[Data items]
◆ ◆ ◆ ◆ ◆

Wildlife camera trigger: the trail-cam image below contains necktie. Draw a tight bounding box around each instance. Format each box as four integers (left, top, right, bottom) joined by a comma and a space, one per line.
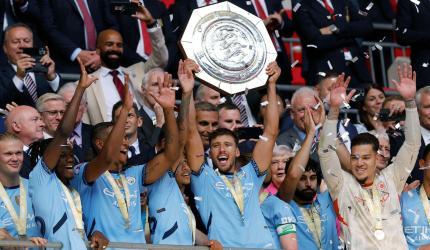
322, 0, 335, 15
129, 146, 136, 158
205, 0, 211, 5
23, 74, 38, 103
140, 20, 152, 56
75, 0, 97, 50
232, 95, 249, 127
109, 70, 124, 99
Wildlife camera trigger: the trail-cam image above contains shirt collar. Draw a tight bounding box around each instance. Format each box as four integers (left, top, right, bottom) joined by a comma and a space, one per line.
421, 126, 430, 145
100, 66, 125, 77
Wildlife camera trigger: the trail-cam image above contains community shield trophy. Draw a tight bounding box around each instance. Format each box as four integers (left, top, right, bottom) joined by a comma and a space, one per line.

◆ ◆ ◆ ◆ ◆

▶ [AIM OF THE TASK]:
Set down the records exactly, without the pictures.

▶ [TASK RESULT]:
Wildlife camera trigger: the trail-cam image below contains necktie. Draw a tight bounding box around each instance. Format each box as four integers (left, top, right, bottom) joined by a comma and a space, one per line.
322, 0, 335, 15
129, 146, 136, 158
205, 0, 211, 5
23, 74, 38, 103
140, 20, 152, 56
75, 0, 97, 50
232, 95, 249, 127
109, 70, 124, 99
Wildlife camera trigger: the trail-cam image above contains shirt collar. Draw a tight bounding box around each instance. Format each box as four integers (left, top, right, bottom) joined by a comma and a space, one per line.
421, 126, 430, 145
100, 66, 125, 77
Wildlife camera trigger: the trail-cam image above contains community shield trophy. Draw a tight bounding box around each instance. Format each box as four integers (left, top, right, bottom) joined by a comma and a space, one per line.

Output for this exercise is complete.